Copy out the whole interview text about collectors working through COVID, word for word.

Text section:

•••

Tim: Up until a few months ago, collectors were having to work in COVID wards, and then later work in the general population, which obviously increased the risk of infection. The only reason this was stopped was because it could have spread COVID to the general population.
WSWS: What do you think about “National Cabinet” reducing the isolation period of workers in essential services so they can come back to work while possibly still infectious?
Tim: That decision is unscientific because it creates the potential for further infections and it adds to the pressure on staff, who might be sick, and are afraid that they will pass it on to someone else. The policy doesn’t correspond to the health and wellbeing of the workers.
Potentially, you have a collector who might see 30 patients a day, and if they were infected—we’re so close up to patients to do the procedure—there is the potential for a massive increase in the infection rate.
The bottom line is that it’s a business decision. Governments are taking steps to keep the economy running at the expense of the health and safety of the population and especially health care workers.
I was speaking to a friend who was off work with COVID. She told me she was in a terrible state. We all agree that in this job, it’s only a matter of time before a patient comes in positive and that’ll be it. A collector will get COVID and pass it on. The discussion at our workplace is that we’re going to get it sooner or later.

•••

Recorded data:
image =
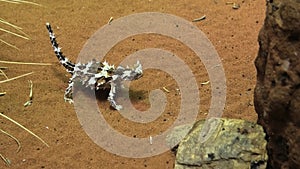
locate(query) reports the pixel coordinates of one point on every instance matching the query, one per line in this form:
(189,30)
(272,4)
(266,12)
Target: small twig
(20,1)
(15,34)
(29,102)
(1,71)
(14,78)
(6,160)
(199,19)
(8,44)
(110,20)
(14,138)
(25,63)
(166,90)
(205,83)
(24,128)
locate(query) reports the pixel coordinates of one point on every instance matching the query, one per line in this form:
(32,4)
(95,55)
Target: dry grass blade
(24,128)
(7,162)
(14,78)
(8,44)
(14,138)
(29,102)
(21,1)
(2,73)
(25,63)
(15,34)
(9,24)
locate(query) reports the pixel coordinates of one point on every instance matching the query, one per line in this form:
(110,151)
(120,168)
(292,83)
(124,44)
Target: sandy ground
(232,32)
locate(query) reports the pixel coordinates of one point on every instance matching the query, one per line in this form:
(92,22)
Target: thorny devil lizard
(95,75)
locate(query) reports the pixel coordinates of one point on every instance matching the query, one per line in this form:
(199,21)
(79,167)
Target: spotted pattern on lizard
(94,74)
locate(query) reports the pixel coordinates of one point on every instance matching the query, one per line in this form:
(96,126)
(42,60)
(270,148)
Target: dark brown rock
(277,92)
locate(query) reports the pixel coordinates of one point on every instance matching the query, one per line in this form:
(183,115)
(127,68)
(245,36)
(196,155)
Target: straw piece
(15,34)
(14,138)
(8,44)
(14,78)
(24,128)
(1,71)
(20,1)
(26,63)
(6,160)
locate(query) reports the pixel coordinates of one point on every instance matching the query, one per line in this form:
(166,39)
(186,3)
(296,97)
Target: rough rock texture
(277,92)
(234,144)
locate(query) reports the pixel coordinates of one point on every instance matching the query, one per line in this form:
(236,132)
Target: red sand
(232,32)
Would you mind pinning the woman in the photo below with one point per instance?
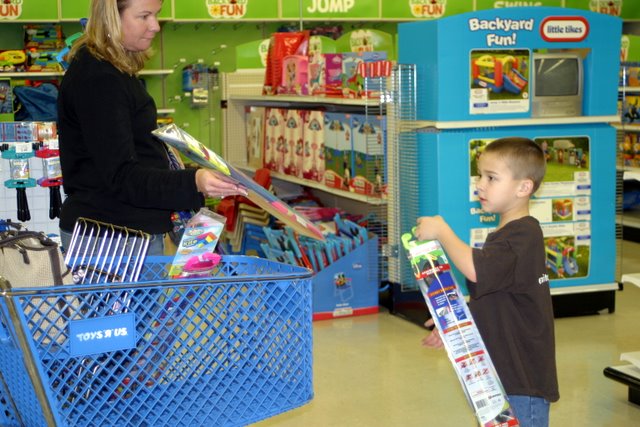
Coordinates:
(114, 170)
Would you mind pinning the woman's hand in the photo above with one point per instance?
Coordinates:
(215, 184)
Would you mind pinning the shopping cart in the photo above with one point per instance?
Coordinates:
(230, 349)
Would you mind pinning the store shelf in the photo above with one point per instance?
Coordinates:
(629, 89)
(629, 219)
(159, 72)
(31, 74)
(627, 127)
(292, 100)
(320, 186)
(540, 121)
(570, 290)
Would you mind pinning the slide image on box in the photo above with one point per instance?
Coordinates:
(565, 157)
(499, 81)
(565, 260)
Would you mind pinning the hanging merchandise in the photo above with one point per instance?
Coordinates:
(18, 155)
(195, 82)
(50, 155)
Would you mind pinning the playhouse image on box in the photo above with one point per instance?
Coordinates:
(564, 258)
(501, 72)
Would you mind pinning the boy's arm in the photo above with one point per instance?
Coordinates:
(436, 228)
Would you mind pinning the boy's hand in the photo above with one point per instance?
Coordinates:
(433, 340)
(429, 227)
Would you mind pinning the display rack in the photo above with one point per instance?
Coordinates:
(243, 88)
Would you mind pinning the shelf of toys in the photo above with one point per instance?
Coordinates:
(552, 77)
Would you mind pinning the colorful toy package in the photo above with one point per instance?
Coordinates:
(459, 333)
(200, 238)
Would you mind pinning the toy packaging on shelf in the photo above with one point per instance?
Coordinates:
(199, 239)
(368, 154)
(346, 276)
(338, 151)
(459, 333)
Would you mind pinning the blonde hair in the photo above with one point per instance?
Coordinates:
(103, 37)
(524, 158)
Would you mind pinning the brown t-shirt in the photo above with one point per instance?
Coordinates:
(511, 304)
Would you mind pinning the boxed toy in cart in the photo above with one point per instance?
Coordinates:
(229, 349)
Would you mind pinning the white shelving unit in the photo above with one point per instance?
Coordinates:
(243, 88)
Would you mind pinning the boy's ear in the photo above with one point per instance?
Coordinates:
(526, 188)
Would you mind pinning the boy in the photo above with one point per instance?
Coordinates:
(507, 280)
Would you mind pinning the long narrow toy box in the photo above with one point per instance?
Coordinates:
(460, 335)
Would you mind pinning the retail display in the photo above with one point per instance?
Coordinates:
(200, 154)
(576, 203)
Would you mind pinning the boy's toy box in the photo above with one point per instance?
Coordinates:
(368, 154)
(349, 286)
(576, 212)
(338, 150)
(514, 63)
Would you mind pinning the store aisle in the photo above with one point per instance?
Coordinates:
(372, 371)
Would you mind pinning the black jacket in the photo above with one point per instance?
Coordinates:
(114, 169)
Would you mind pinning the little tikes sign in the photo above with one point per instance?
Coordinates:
(10, 9)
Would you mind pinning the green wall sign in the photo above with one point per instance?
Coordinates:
(424, 9)
(28, 10)
(497, 4)
(225, 10)
(331, 9)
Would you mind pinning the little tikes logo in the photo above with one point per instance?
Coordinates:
(428, 8)
(227, 9)
(564, 29)
(608, 7)
(10, 9)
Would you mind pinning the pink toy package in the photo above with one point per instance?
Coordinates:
(333, 74)
(317, 74)
(294, 75)
(313, 162)
(274, 139)
(294, 142)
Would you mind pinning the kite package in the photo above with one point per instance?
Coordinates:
(459, 333)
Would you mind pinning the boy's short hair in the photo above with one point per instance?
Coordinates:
(524, 158)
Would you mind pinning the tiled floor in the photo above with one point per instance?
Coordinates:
(372, 371)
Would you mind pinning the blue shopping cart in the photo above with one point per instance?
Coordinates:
(226, 350)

•••

Answer below:
Tim: Up until a few months ago, collectors were having to work in COVID wards, and then later work in the general population, which obviously increased the risk of infection. The only reason this was stopped was because it could have spread COVID to the general population.
WSWS: What do you think about “National Cabinet” reducing the isolation period of workers in essential services so they can come back to work while possibly still infectious?
Tim: That decision is unscientific because it creates the potential for further infections and it adds to the pressure on staff, who might be sick, and are afraid that they will pass it on to someone else. The policy doesn’t correspond to the health and wellbeing of the workers.
Potentially, you have a collector who might see 30 patients a day, and if they were infected—we’re so close up to patients to do the procedure—there is the potential for a massive increase in the infection rate.
The bottom line is that it’s a business decision. Governments are taking steps to keep the economy running at the expense of the health and safety of the population and especially health care workers.
I was speaking to a friend who was off work with COVID. She told me she was in a terrible state. We all agree that in this job, it’s only a matter of time before a patient comes in positive and that’ll be it. A collector will get COVID and pass it on. The discussion at our workplace is that we’re going to get it sooner or later.